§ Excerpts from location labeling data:
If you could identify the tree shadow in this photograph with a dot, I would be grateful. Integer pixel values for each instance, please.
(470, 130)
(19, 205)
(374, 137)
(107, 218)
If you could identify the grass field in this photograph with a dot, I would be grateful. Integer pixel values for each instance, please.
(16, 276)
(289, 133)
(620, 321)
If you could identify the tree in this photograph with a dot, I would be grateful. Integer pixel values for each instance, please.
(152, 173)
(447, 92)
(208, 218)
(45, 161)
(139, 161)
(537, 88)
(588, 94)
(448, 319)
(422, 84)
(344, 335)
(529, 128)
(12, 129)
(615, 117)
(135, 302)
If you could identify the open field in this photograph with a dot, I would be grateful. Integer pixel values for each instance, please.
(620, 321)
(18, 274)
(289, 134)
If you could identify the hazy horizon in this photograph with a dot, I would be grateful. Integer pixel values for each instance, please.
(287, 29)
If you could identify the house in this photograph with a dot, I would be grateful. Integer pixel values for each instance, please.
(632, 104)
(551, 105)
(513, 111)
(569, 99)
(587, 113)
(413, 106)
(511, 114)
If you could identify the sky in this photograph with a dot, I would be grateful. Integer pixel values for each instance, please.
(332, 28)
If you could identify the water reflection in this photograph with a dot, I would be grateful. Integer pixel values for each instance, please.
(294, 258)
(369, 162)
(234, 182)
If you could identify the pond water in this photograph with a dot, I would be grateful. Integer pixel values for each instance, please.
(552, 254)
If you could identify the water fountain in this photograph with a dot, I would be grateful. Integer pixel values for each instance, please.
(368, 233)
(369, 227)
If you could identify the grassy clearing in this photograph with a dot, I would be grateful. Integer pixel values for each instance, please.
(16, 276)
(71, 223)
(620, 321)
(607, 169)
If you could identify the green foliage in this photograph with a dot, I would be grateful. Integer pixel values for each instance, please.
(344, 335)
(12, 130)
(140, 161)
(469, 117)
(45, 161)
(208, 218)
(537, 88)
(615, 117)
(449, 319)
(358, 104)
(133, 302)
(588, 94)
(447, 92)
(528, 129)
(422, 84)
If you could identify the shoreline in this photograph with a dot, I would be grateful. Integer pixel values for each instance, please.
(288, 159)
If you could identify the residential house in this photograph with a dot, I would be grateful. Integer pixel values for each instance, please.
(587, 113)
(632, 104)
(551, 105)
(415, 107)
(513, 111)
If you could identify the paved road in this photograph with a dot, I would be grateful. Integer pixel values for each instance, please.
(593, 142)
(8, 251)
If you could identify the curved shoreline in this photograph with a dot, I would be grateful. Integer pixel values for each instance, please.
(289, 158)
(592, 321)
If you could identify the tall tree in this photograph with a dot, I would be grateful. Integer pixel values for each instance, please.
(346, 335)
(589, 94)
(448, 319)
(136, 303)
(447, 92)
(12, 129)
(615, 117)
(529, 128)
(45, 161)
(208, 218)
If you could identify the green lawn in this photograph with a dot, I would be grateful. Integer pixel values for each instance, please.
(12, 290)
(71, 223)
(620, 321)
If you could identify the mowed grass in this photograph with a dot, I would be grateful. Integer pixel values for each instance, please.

§ WHAT NEEDS TO BE DONE: Reproduce every line of the records above, word for word and in the same order.

§ FINAL RESULT:
If you could identify the tree shadow in this photograph with a dot, I would be grateful. Integer pixel values for each instance, please.
(470, 130)
(19, 205)
(374, 137)
(107, 218)
If you could identify the grass field in this photograph with a dot, I would be grateful. Integer pixel values for each instance, please.
(16, 276)
(289, 133)
(620, 321)
If you could identify the tree in this photograph with a dot, I would be grateful. Integer pixel values for each instance, please.
(152, 173)
(447, 92)
(208, 218)
(45, 161)
(139, 161)
(537, 88)
(588, 94)
(448, 319)
(422, 84)
(344, 335)
(529, 128)
(12, 129)
(615, 117)
(135, 302)
If you could identify the open field in this photograph with a dot, I would be grateful. Integer pixel values for each instance, please.
(620, 321)
(18, 274)
(289, 134)
If you could identify the hazy horizon in this photograph with a dot, I would be grateful. Integer pixel values for each instance, please.
(287, 29)
If you could identify the house in this photograph with a dot, I would be grateful. Integer pixel values for each instance, please.
(632, 104)
(551, 105)
(513, 111)
(569, 99)
(587, 113)
(413, 106)
(511, 114)
If you could identify the sky in this photograph with a dot, I would be grateful. Integer pixel values for each instance, please.
(332, 28)
If you could identify the water reflection in this photograph with a dot, I would be grateful. Integer pixel values for each instance, please.
(294, 258)
(369, 162)
(234, 182)
If you could identify the pond water in this photograph with a dot, I would be grateful. Integer pixel values for each instance, please.
(552, 254)
If you could identify the water fountain in this photograph with a dot, I would be grateful. Integer pixel values for each instance, please.
(368, 233)
(369, 227)
If you could identify the grassy clearing in this photograph with a dot, I would be grateful. Integer pixel values for each instance, please.
(16, 276)
(71, 223)
(620, 321)
(607, 169)
If you could identify the green foliage in this photograph with a dot, I would be grateful. Integer pixel values for each instance, please.
(344, 335)
(12, 130)
(140, 161)
(469, 117)
(45, 161)
(208, 218)
(537, 88)
(615, 117)
(449, 319)
(358, 104)
(133, 302)
(588, 94)
(447, 92)
(528, 129)
(422, 84)
If you could identify the shoreline in this photograph with a dot, I would be grateful. Integer pixel values for each instance, please.
(288, 159)
If you could identify the residential house in this photograph with a dot, I would be grateful. Integer pixel values for each instance, please.
(587, 113)
(632, 104)
(551, 105)
(415, 107)
(513, 111)
If you could identify the paved road in this photograph with a dot, I would be grateful. Integer pixel values for each instance, please.
(593, 142)
(8, 251)
If you could identify the curved shoreline in this photograph with a dot, I would be grateful. Integer pixel values for each instance, please.
(289, 158)
(592, 321)
If you could identify the tall tree in this photograph with a dot, I would be grateful. Integer pixel values for each instance, please.
(346, 335)
(589, 94)
(448, 319)
(136, 303)
(447, 92)
(12, 129)
(615, 117)
(529, 128)
(45, 161)
(208, 218)
If you could identify the green lawn in this photograph with a dot, I would be grateful. Integer pixel values for each instance, please.
(12, 290)
(71, 223)
(620, 321)
If you could identify the mowed grass in this photograph with a dot, I would be grateful. Integer pixel values for each instance, please.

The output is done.